SOURCE DOCUMENT.
━━━━━━━━

Deploying LLMs with Ollama

A Comprehensive Guide to Spinning Up an Ollama Server

Oct 21, 2024

Background

As LLMs and LMM continues to advance, effectively deploying the models has become essential for a wide range of applications. If you’re using OpenAI or similar LLM APIs for your applications/AI agents, you might have concerns about exposing sensitive organizational data to these models. Have you also considered the API costs you incur? If so, you’re in the right place.

While numerous LLM/LMM APIs (OpenAI, Gemini, etc., ) are readily available, hosting your own models offers several significant advantages. It provides greater control over customization to meet specific requirements and enhances data privacy by keeping sensitive information within your own infrastructure. Additionally, self-hosted models can lead to cost savings on API usage and offer faster response times, particularly for high-traffic scenarios. Ollama simplifies the deployment process, enabling developers to run these models in Docker containers with ease. In this article, we will explore the steps to deploy an LLM model using Ollama.

Ollama is an opensource model deployment platform designed to simplify the deployment and management of Large Language Models (LLMs) using Docker containers. It allows developers to easily run, manage, and customize various LLMs without the complexities often associated with traditional deployment methods. With Ollama, you can host models locally or on your infrastructure, providing enhanced control over data privacy and customization.

Local Installation

To get started with Ollama, you need to install it on your local machine. Depending on your operating system, you can use the following commands:

macOS:

brew install ollama

Linux: Use the following script to install:

curl -sSfL https://ollama.com/download.sh | sh

Windows: Download the installer from the official Ollama website and follow the installation instructions.

After installation, start the Ollama service by running

ollama serve

You can verify if the Ollama is running by running the command in terminal.

━━━━━━━━

THE PROBLEM. Write the next part of the Ollama deployment guide, picking up right after its final sentence.

━━━━━━━━

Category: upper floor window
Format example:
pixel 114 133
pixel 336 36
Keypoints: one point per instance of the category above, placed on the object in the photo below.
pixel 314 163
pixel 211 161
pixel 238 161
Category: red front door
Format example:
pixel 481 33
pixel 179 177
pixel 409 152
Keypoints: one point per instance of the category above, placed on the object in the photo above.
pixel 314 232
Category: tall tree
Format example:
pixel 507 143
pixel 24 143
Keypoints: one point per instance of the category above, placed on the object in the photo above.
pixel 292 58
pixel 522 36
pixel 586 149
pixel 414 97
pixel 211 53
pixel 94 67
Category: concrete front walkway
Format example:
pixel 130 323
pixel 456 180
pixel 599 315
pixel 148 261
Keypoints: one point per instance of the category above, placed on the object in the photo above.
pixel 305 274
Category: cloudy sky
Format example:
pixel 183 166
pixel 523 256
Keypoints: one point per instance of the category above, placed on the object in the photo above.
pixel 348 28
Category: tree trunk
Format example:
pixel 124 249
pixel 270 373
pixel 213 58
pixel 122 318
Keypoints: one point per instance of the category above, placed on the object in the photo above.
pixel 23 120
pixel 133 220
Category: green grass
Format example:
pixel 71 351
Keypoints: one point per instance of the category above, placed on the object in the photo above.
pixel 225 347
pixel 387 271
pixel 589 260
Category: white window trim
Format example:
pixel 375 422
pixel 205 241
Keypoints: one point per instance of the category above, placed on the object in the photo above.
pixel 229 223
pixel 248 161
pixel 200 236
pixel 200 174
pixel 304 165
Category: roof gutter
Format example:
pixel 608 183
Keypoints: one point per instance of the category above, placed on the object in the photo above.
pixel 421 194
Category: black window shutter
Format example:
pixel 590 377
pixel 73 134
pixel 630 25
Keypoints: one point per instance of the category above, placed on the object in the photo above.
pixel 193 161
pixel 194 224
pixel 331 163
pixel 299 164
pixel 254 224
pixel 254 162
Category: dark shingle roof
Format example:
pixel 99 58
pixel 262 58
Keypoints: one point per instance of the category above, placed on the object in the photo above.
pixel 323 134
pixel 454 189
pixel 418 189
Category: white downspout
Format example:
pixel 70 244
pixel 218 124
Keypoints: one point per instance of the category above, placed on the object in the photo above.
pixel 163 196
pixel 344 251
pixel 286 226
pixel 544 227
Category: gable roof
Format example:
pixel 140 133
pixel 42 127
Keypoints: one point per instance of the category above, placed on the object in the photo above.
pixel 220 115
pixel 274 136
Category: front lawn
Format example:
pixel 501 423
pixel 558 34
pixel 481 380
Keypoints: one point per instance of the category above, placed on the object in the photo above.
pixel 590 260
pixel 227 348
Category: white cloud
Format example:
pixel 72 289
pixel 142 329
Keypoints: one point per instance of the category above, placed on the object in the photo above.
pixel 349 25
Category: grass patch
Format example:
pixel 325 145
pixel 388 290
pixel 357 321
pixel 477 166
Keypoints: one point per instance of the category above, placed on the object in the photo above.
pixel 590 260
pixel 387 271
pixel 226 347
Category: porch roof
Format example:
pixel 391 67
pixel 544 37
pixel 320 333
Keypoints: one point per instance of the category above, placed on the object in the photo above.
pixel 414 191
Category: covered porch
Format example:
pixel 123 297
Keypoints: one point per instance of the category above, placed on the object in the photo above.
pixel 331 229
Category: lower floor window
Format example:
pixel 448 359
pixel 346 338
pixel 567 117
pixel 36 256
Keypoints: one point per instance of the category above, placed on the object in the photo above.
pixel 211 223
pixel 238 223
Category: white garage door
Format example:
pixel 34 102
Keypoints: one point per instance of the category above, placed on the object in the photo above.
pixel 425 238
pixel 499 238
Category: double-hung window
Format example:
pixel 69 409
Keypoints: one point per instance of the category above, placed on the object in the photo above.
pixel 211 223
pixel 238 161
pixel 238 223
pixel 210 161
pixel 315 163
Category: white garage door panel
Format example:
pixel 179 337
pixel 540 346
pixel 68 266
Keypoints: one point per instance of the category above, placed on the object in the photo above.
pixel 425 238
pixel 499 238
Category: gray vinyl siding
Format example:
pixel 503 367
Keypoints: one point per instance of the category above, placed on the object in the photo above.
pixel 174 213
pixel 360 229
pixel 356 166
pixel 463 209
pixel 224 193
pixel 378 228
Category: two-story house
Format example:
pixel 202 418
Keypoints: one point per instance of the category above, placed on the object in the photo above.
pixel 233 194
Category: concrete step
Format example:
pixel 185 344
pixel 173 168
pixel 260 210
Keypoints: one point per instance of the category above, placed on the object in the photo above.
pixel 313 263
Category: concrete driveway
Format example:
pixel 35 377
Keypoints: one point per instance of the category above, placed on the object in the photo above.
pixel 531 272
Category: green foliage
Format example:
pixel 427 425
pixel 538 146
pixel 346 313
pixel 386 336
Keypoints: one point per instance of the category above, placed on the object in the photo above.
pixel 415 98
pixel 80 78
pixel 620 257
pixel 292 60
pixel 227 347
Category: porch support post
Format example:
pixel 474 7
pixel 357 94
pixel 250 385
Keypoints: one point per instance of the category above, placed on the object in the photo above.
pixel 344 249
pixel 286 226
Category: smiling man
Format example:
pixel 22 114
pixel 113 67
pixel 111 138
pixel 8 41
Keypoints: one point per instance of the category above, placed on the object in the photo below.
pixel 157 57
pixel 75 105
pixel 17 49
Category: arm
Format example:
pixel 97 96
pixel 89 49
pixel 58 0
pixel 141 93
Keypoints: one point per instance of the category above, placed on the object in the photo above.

━━━━━━━━

ANSWER SPACE.
ollama --version

You can also verify the installation by visiting http://127.0.0.1:11434/ in the browser. By default, Ollama runs in port 11434.

Downloading Models

By default, there won’t be any models available on your local machine. You can check the available models in the system using

ollama list

You can download any model available in the Ollama library and run inference on it. Visit Ollama Library to find the model that best suits your requirements. For this example, I am using Microsoft phi3.

Using the command below you can download the models into the local system.

ollama pull phi3

Once the model is downloaded, run the model using

ollama run phi3

Each model will have its own configuration, such as temperature and max tokens. You can pass the configuration while running the model according to your requirements.

Inference

Ollama models can be invoked programmatically using a REST API. For instance, if we're building a chatbot with Ollama, the application can communicate with the model through the REST API as demonstrated below. You can define the messages passed in the input as per the model’s requirement.

curl --location 'http://localhost:11434/api/chat' \
--header 'content-type: application/json' \
--data '{
  "model": "phi3", 
  "messages": [
    {
      "role": "system", 
      "content": "you are a Q&A Chatbot specializes in answering questions about cities"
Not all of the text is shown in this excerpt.